#### [WORK REQUIRED]
Can you set out every line of the data below as a numbered list, skipping blank lines and leaving the pictures out?

*****

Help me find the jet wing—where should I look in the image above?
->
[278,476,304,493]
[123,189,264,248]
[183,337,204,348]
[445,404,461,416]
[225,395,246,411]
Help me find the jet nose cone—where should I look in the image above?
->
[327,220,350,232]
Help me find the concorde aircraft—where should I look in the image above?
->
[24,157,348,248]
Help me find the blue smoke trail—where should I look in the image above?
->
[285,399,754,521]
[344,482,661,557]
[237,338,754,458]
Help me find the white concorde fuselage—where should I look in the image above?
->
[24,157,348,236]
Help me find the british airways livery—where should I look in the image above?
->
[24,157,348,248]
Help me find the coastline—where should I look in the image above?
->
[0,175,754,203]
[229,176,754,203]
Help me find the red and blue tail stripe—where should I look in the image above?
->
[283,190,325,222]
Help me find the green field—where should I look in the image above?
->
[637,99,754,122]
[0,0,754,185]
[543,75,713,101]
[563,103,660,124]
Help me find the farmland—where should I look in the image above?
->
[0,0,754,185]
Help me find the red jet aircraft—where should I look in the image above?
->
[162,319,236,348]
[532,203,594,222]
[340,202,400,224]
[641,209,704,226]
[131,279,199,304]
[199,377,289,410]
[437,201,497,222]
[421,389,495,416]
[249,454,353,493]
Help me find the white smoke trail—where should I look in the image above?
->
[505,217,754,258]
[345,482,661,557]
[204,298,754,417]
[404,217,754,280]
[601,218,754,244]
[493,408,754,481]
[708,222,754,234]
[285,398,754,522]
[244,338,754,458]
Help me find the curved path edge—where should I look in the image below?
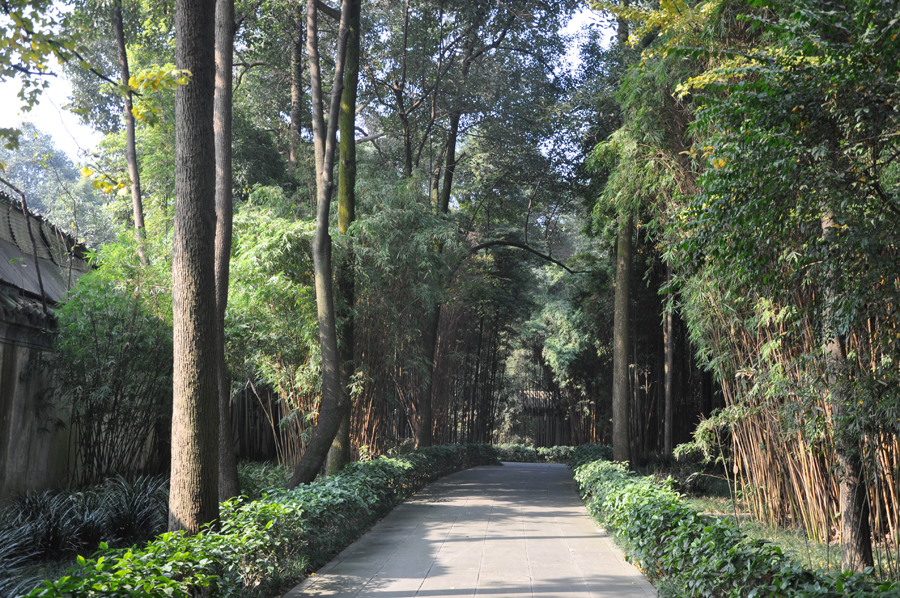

*****

#### [EXERCISE SOLUTION]
1. Help me find the jet wing—where should I look in the image above?
2. ->
3. [278,476,304,493]
4. [123,189,264,248]
5. [183,337,204,348]
6. [445,404,461,416]
7. [225,395,246,411]
8. Help me find the jet nose cone—where should I look in the image above?
9. ->
10. [327,220,350,232]
11. Help me find the concorde aircraft—where should I look in the image above?
12. ->
13. [24,157,348,248]
14. Help me find the blue smoke trail—where should I look in the image above?
15. ->
16. [285,399,754,521]
17. [344,482,661,557]
18. [237,338,754,458]
19. Help me find the white concorde fuselage—where should I look in the image above?
20. ->
21. [24,157,348,236]
22. Help me find the british airways livery—where should I look in the image above?
23. ->
24. [24,157,348,248]
25. Help me find the coastline—where should I look in the image above?
26. ->
27. [0,175,754,203]
28. [229,176,754,203]
29. Help me find the red and blue tail stripe—where should I look in the image above?
30. ->
31. [283,190,325,222]
32. Help me find the green field—where should I look in the image above?
33. ->
34. [637,99,754,122]
35. [0,0,754,185]
36. [543,75,713,101]
37. [563,103,660,124]
38. Help me find the farmland—where should I look in the image above?
39. ->
40. [0,0,754,185]
41. Help me find the red jet aircraft—where should I look in the image above?
42. ->
43. [162,319,236,348]
44. [532,203,594,222]
45. [340,202,400,224]
46. [641,209,704,226]
47. [131,279,199,304]
48. [199,377,289,410]
49. [437,201,497,222]
50. [421,389,495,416]
51. [249,454,353,493]
52. Help me find the white smoke trail—where should I look in the image above?
53. ->
54. [505,217,754,258]
55. [345,482,661,557]
56. [204,298,754,417]
57. [404,217,754,280]
58. [601,218,754,244]
59. [493,408,754,481]
60. [708,222,754,234]
61. [285,398,754,522]
62. [244,338,754,458]
63. Help me find the curved path edge—where should I look in the image below?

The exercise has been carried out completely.